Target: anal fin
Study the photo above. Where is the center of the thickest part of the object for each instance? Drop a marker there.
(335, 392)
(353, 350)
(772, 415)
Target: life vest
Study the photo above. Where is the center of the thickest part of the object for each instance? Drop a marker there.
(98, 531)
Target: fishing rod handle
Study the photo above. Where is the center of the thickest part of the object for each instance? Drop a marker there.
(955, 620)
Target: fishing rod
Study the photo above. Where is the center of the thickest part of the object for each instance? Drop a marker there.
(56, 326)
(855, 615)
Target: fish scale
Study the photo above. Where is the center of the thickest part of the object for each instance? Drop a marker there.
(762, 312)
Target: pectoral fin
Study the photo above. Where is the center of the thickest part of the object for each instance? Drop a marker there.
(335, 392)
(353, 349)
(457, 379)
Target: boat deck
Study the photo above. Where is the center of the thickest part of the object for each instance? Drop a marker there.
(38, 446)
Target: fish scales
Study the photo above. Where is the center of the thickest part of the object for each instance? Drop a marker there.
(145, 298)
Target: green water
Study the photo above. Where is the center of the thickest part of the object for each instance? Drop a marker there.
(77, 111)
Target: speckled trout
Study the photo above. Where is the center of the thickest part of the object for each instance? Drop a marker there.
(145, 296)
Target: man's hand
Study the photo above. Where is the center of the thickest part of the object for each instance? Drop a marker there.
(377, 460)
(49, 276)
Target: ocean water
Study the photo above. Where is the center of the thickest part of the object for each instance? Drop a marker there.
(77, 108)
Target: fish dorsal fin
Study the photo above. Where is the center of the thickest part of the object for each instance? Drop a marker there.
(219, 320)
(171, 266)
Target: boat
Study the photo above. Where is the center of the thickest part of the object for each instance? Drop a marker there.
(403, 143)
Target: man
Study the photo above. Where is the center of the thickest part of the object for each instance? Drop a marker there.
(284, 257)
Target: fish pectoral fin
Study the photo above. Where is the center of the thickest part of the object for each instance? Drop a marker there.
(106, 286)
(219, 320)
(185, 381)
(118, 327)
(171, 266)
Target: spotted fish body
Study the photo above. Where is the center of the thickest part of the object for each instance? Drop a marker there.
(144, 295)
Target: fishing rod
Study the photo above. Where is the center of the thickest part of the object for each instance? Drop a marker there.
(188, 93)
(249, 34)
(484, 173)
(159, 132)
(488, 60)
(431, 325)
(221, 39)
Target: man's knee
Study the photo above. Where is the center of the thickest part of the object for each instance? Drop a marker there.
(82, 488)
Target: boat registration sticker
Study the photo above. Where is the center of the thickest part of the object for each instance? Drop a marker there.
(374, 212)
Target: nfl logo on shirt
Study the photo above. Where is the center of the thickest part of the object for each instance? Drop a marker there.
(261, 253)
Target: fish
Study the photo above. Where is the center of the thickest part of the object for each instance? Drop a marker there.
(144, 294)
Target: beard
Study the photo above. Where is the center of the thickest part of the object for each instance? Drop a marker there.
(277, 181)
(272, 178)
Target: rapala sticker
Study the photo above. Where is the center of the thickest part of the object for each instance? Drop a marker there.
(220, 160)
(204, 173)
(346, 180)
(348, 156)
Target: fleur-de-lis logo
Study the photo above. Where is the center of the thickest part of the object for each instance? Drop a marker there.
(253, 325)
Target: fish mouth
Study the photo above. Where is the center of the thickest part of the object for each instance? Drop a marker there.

_TASK DIRECTIONS_
Isolate each line of the listing above that includes "water". Copy it.

_ANSWER FOR THE TASK_
Target: green water
Target: ocean water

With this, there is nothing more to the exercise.